■ **DIRECTIONS FOR THIS TASK**
Using the entries below, return word for word the lines from the one containing "Task: indicate one point on every instance of the drum" up to and including the last.
---- RECORDS FOR THIS EXERCISE
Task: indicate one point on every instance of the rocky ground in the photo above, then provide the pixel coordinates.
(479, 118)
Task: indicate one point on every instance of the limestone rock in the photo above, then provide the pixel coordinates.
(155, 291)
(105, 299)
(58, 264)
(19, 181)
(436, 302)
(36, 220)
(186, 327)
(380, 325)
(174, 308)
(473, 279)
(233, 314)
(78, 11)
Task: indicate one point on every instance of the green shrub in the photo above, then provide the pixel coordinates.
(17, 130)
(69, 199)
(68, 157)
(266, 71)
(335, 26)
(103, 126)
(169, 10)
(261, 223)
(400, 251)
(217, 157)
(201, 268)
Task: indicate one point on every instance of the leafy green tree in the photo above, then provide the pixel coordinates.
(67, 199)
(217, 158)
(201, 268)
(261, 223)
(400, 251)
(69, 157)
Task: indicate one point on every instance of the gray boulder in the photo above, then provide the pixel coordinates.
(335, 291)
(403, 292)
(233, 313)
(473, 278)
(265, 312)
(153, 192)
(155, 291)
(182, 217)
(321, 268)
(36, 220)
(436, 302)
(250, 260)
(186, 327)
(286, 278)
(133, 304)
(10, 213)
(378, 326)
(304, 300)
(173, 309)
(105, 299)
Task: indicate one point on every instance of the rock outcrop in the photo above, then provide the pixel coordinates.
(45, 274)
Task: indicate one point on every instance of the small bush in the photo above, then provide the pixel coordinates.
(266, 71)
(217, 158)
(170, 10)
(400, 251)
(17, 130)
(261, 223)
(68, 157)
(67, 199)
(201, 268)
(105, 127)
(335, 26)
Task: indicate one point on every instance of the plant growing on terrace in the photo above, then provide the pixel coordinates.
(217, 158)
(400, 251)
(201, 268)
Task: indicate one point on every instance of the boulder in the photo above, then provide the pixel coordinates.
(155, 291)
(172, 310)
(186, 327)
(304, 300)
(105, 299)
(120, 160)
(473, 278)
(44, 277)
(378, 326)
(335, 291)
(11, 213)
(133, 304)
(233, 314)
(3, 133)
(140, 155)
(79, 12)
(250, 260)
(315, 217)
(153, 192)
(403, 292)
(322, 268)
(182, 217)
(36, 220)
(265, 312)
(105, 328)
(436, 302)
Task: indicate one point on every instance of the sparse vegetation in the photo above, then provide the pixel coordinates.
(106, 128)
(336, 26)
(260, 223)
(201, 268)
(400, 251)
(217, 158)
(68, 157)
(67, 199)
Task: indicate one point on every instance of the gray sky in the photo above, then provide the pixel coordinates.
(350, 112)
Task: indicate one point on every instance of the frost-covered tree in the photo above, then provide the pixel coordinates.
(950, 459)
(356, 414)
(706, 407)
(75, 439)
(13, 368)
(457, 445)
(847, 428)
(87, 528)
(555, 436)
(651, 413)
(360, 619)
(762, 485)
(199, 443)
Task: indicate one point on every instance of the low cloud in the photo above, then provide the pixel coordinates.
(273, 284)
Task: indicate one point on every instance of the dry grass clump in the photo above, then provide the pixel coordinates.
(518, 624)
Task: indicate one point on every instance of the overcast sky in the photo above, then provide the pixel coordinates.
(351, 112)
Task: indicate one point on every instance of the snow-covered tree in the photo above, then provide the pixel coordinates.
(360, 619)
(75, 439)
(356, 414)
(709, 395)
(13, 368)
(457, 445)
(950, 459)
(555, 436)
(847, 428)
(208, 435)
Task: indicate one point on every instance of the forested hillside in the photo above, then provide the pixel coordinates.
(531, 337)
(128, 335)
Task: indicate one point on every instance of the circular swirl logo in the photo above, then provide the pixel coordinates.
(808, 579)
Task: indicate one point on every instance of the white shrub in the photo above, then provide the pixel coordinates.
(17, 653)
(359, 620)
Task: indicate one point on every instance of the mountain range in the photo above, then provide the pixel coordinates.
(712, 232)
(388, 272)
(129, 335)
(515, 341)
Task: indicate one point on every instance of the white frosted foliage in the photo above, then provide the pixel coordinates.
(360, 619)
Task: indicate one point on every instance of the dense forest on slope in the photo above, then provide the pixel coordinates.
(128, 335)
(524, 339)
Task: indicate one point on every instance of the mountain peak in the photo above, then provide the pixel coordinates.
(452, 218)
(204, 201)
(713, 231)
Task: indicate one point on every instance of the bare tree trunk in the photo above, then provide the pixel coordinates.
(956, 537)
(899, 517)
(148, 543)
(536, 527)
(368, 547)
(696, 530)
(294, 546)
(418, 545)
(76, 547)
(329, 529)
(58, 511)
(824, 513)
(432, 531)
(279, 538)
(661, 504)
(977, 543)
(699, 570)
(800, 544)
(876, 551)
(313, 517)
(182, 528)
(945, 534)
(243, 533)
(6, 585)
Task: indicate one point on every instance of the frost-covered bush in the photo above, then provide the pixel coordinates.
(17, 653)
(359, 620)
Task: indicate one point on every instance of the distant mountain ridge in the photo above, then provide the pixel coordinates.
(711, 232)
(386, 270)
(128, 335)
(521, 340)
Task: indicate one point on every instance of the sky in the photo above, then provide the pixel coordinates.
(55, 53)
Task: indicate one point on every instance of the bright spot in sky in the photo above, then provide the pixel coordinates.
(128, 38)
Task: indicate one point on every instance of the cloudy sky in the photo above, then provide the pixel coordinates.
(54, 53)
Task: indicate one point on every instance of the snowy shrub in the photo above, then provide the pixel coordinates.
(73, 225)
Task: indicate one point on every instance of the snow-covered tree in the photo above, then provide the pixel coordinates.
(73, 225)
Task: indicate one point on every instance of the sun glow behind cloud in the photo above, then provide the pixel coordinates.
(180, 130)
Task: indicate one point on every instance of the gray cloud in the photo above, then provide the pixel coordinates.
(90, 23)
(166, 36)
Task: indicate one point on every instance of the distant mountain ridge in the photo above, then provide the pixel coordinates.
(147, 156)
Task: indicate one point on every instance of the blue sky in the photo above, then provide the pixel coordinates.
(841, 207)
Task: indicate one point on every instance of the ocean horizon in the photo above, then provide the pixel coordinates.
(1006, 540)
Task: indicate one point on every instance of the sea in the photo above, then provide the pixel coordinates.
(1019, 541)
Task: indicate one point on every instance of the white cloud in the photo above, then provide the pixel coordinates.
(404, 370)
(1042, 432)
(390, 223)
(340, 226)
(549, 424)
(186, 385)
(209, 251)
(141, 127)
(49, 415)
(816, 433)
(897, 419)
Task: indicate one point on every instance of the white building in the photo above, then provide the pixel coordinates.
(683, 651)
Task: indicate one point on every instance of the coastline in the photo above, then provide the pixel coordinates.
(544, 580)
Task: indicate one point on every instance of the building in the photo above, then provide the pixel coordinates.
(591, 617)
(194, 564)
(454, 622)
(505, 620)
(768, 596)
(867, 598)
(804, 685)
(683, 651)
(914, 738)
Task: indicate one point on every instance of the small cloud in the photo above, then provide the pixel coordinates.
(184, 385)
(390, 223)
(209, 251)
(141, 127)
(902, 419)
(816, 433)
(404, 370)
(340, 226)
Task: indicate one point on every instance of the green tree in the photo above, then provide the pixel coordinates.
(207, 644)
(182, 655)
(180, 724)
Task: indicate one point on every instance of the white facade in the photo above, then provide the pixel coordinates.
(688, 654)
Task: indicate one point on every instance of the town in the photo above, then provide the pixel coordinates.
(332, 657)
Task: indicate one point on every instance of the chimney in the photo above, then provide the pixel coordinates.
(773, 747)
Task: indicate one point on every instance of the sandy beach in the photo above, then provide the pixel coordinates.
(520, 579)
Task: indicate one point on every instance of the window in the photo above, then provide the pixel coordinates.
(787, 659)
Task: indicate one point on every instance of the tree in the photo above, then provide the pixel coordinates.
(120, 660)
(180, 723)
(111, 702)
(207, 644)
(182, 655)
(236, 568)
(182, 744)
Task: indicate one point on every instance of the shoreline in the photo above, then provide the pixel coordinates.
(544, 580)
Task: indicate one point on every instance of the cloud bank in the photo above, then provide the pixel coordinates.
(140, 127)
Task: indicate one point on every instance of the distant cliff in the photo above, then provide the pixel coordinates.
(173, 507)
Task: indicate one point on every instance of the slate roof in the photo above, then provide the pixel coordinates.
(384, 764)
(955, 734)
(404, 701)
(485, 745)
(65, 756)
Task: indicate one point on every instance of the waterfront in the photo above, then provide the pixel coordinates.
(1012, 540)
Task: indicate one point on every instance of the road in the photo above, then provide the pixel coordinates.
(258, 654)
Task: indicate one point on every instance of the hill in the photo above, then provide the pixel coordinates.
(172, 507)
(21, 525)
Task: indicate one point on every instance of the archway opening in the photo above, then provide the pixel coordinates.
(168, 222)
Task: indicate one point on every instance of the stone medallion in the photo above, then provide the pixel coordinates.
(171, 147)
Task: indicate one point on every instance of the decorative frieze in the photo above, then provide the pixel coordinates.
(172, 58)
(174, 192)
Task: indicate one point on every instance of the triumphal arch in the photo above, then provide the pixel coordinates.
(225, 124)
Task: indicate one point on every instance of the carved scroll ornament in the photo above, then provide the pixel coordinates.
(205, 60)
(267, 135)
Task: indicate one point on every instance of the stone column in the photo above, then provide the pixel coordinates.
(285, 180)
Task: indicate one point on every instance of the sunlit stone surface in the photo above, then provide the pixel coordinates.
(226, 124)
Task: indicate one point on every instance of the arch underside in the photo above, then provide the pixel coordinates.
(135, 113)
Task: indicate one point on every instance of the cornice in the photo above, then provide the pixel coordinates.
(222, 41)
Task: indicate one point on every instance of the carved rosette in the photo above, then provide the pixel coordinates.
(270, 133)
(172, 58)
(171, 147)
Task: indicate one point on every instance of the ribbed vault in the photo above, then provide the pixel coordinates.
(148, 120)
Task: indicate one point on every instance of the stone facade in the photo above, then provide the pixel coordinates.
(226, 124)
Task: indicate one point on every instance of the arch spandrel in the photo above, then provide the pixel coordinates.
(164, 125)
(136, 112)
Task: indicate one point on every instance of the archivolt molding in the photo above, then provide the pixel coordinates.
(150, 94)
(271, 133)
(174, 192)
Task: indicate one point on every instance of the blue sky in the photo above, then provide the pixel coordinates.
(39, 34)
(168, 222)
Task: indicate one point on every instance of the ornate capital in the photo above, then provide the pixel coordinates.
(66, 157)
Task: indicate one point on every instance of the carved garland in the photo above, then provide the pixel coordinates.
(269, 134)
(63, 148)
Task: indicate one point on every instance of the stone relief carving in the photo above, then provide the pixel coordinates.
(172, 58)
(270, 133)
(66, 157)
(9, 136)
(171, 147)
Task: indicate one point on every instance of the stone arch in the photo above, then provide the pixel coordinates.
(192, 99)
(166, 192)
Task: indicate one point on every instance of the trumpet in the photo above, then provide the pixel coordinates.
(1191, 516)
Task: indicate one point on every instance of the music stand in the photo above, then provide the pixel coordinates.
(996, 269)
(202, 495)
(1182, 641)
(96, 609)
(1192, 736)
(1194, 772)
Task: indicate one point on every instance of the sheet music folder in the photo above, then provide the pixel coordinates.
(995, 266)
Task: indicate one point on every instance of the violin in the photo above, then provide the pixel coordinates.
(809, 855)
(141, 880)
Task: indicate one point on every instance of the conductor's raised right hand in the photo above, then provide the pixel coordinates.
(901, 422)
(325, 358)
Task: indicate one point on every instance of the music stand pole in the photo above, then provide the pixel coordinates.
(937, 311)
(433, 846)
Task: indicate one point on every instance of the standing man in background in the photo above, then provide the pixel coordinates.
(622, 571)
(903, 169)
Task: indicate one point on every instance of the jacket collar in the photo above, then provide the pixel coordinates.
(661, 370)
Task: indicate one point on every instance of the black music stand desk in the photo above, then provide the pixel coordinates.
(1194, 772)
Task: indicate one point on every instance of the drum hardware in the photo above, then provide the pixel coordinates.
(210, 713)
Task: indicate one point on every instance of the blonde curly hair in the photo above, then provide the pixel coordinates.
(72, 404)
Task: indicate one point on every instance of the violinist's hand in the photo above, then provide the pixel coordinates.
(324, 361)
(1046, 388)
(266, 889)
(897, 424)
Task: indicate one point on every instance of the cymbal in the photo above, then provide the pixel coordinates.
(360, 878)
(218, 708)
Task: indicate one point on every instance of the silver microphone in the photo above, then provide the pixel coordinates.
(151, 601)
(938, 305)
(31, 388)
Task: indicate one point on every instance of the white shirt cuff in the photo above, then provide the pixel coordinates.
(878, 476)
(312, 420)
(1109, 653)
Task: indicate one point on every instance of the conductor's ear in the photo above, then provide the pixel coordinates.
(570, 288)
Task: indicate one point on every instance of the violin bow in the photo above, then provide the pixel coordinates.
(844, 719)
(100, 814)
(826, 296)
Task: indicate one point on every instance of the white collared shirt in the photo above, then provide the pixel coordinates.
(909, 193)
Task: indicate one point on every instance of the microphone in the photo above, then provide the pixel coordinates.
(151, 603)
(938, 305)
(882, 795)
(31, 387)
--------
■ **WRITTEN ANSWER**
Task: indicate one point on every instance of the drum hardware in the photo above, then provide the pixel coordinates.
(210, 713)
Task: indicate one point on every instance of the blonde curly hair in the photo above, then provide the pixel coordinates.
(72, 404)
Task: indicate one point on every instance of the violinist's hand in the photo above, then provide the pixel coordinates.
(324, 361)
(1046, 388)
(266, 889)
(897, 424)
Task: indicate one point on every instance of the cymbal in the photo above, then provide the pixel coordinates.
(360, 878)
(218, 708)
Task: indicate one point on every instance of the silver microphone in the photo above, then provide the pixel coordinates.
(151, 601)
(938, 305)
(31, 388)
Task: indicate one point on every instance of the white shirt cuff in the photo above, then provide the pixel coordinates.
(878, 476)
(312, 420)
(1109, 653)
Task: indicate one point on every instance of the conductor's ear in the photo above, then provide the pixel coordinates.
(570, 288)
Task: indicate one point on every instance of the violin bow in the photo above, then provide the pixel coordinates.
(844, 719)
(100, 814)
(826, 296)
Task: indicate one point on every instance of the white collared shirt in the photo above, then provide the pixel coordinates.
(909, 193)
Task: indicate one point on every instance of the microphone in the photo above, then provide the pixel coordinates.
(151, 603)
(938, 305)
(882, 795)
(31, 387)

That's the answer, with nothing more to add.